Short problem
Reproduce every one of the entries below word for word, leaving out the pictures.

Provided records
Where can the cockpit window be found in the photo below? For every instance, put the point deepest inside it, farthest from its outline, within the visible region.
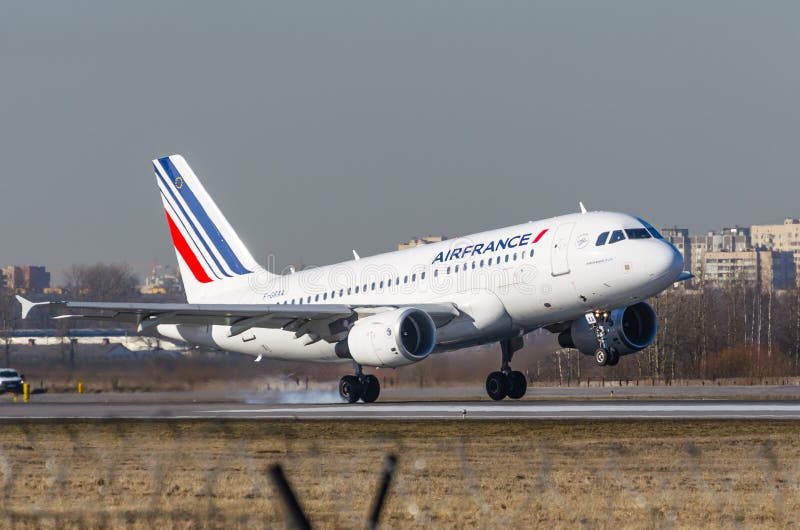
(651, 229)
(637, 233)
(616, 235)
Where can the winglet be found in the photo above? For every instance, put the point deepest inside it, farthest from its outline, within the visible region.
(27, 305)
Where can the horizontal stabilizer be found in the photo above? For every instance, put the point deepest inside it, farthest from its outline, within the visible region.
(28, 305)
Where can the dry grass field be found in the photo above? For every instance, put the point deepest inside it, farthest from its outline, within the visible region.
(467, 474)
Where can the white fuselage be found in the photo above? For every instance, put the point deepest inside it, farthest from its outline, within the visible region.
(505, 283)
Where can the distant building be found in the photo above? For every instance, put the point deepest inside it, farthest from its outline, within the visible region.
(160, 281)
(784, 237)
(680, 238)
(417, 241)
(735, 239)
(771, 270)
(26, 279)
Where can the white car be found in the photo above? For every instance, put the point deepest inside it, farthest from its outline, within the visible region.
(11, 380)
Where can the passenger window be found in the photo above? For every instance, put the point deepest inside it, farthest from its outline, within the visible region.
(616, 235)
(637, 233)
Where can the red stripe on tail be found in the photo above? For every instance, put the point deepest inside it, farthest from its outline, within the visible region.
(186, 252)
(542, 233)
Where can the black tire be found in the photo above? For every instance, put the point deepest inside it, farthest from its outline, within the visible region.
(613, 358)
(350, 388)
(497, 385)
(517, 385)
(601, 356)
(370, 389)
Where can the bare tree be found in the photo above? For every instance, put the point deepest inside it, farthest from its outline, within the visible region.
(102, 282)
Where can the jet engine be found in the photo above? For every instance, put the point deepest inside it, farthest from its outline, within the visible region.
(628, 330)
(393, 338)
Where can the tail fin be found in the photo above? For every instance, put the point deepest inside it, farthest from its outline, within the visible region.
(208, 249)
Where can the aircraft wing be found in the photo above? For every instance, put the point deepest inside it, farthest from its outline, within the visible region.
(240, 317)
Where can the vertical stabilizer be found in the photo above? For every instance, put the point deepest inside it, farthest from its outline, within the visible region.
(208, 248)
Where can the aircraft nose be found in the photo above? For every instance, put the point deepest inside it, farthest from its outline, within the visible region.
(664, 261)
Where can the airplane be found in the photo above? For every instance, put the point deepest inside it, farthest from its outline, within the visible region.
(583, 276)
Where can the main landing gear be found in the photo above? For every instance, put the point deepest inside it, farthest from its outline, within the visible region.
(507, 382)
(367, 388)
(603, 355)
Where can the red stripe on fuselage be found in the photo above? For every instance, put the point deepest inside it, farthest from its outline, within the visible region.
(186, 252)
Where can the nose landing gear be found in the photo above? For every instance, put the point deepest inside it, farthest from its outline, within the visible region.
(367, 388)
(507, 382)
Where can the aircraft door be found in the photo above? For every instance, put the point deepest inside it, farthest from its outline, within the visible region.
(558, 252)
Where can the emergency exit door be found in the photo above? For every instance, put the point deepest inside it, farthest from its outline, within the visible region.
(560, 248)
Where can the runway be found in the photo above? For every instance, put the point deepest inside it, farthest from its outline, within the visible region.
(393, 411)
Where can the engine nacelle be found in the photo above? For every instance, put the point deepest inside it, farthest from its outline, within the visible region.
(393, 338)
(628, 330)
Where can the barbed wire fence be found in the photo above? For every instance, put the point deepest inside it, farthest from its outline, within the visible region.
(225, 474)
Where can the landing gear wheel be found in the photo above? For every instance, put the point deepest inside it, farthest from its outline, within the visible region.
(601, 356)
(370, 388)
(350, 388)
(517, 385)
(497, 385)
(613, 358)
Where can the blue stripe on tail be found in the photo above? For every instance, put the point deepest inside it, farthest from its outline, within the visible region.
(200, 214)
(194, 229)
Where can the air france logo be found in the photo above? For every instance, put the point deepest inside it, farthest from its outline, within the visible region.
(480, 249)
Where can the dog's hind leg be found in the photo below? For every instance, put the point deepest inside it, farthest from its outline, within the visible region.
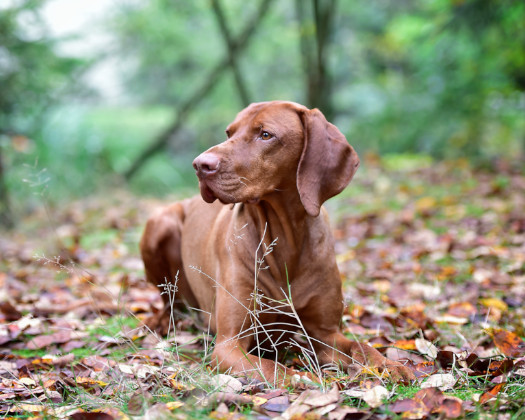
(160, 247)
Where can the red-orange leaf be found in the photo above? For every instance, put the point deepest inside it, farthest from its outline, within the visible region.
(508, 343)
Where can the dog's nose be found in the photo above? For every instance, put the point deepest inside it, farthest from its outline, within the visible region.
(206, 164)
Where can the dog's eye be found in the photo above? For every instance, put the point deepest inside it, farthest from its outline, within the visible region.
(265, 135)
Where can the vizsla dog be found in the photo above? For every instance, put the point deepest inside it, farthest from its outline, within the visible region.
(260, 237)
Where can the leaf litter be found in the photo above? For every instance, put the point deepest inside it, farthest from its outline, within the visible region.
(433, 269)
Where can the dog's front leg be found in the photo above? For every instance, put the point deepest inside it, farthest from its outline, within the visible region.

Solution below
Where can the cockpit window be found in the photo below? For every instance, put the point deepest inside it, farthest from its outline, within the visible region.
(651, 229)
(637, 233)
(616, 235)
Where can the winglet be found in the photo above? For every instance, put the point deepest inside it, farthest from its outline, within the visible region.
(27, 305)
Where can the horizontal stabilizer be found in the photo above? For every instance, put the point deepest inside it, farthest from its outline, within the visible region.
(28, 305)
Where can the dry grass field be found in the photo above? For every instance, put the point deepest inside it, farthest from its outline, within the visible region.
(467, 474)
Where can the white fuselage be found in the photo above? For every instance, put the point deepest inside it, farthest from its outline, within the visible region.
(505, 283)
Where can the distant building be found in the photo above? For every instance, put the point deepest inside it, farthest from its outline, within the visible region.
(160, 281)
(784, 237)
(680, 238)
(417, 241)
(735, 239)
(771, 270)
(26, 279)
Where can the white car be found in the photo above? For every instance, put the point deepest inside it, farthest from its outline, within the visible region.
(11, 380)
Where can the passenger window be found in the photo above? For every instance, put the point deepest inside it, farthest from its outline, within the visible region.
(616, 235)
(637, 233)
Where can the red stripe on tail be found in the photo above? For every instance, put the point deepest inside it, farthest from its outline, within the visible region.
(186, 252)
(542, 233)
Where can the black tire be found in the photo above? For every instance, put the point deepest inside it, farthest from its outline, within the visible region.
(613, 358)
(350, 388)
(497, 385)
(517, 385)
(601, 356)
(370, 389)
Where can the bare tree be found in the photo above? For every instance, put the point deepest inside it, farthest from its outline, within the visible region.
(102, 282)
Where can the jet engine be found in the photo above? For every instance, put the point deepest inside it, farthest from its outline, within the visible region.
(628, 330)
(393, 338)
Where can the tail fin be found in the photo above? For every instance, put the point deepest inside it, farthest from its outline, within the visible region.
(208, 249)
Where can the aircraft wing be found in the photo above? For every instance, put the point deepest inside it, farthest from its outline, within the visible region.
(240, 317)
Where can the vertical stabilizer be found in the photo above? For every instance, put the point deepest inside it, farthest from its outline, within the visible region.
(208, 248)
Where can the aircraft nose be found in the photo above? For every instance, put the point deepest inside it, farthest from its outline, within the visible region.
(664, 261)
Where can the airplane be found in the photo above? For every instance, put the point deepest inside it, farthest from its outline, within the visible region.
(583, 276)
Where can the main landing gear be found in the photo above? For every instance, put the point deepest inside it, farthest from its outline, within the visible region.
(507, 382)
(367, 388)
(603, 355)
Where can the red stripe on fuselage be found in the photo above? For every instance, put the point deepest inside it, farthest from its outline, within the visible region.
(186, 252)
Where can the nose landing gear be found in the photo above? For every instance, put the point deepest inside it, farthest from its outline, within the visible region.
(367, 388)
(507, 382)
Where can the aircraft door be found in the photo above? For every instance, put the point deepest inside it, farthest from its outline, within the visible region.
(558, 252)
Where can the emergency exit door be found in the photo above? For every instance, put the point deepest inside it, farthest from its outline, within the visible region.
(560, 248)
Where can the runway be found in the photo above? For every instance, put the point deepest inside it, farthest from its outline, within the visible region.
(393, 411)
Where can the engine nacelle be found in the photo above? For every instance, put the point deepest inside it, farthest from its outline, within the visible region.
(393, 338)
(628, 330)
Where can the barbed wire fence be found in the photo above? For every instance, put the point deepest inside it, farthest from its outline, within the visible region.
(225, 474)
Where can the landing gear wheel be found in the photo above? For every instance, put the point deepest inside it, farthest from its outline, within the visible region.
(601, 356)
(370, 388)
(350, 388)
(517, 385)
(497, 385)
(613, 358)
Where can the blue stripe on tail be found in the photo above? For every instance, put the point deepest inside it, farthest from its outline, within the visible region.
(200, 214)
(194, 229)
Where can the air france logo be found in the photo above? For every instance, put the point deepest inside it, farthest from its outline, within the visible region.
(480, 249)
Where can the dog's hind leg be found in the photo below? For every instance, put the point deepest inside it, farthest from its outline, within the visible region.
(160, 247)
Where can the red-orange leaf be found in the photo above? For every instance, put the point deepest inside it, farthest from its outline, within the visible region.
(508, 343)
Where can the dog's nose be found in the photo above? For every instance, put the point deepest inside it, farthest from its outline, within the visible region.
(206, 164)
Where can the dog's eye be found in the photo above? For every instance, put the point deepest inside it, farthest from its outline, within the visible region.
(265, 135)
Where can the vizsla dog be found in the photo above? For every instance, put the point deepest inside it, farthest from its outline, within the visible region.
(260, 237)
Where can the leaf litter be found in the photo above? For every instance, put the point deepest inside it, farthest from its outline, within the visible region.
(433, 269)
Where can the dog's front leg be found in the photo above? For every instance, put the point deepest inside it, farthest from its outline, within the visible region.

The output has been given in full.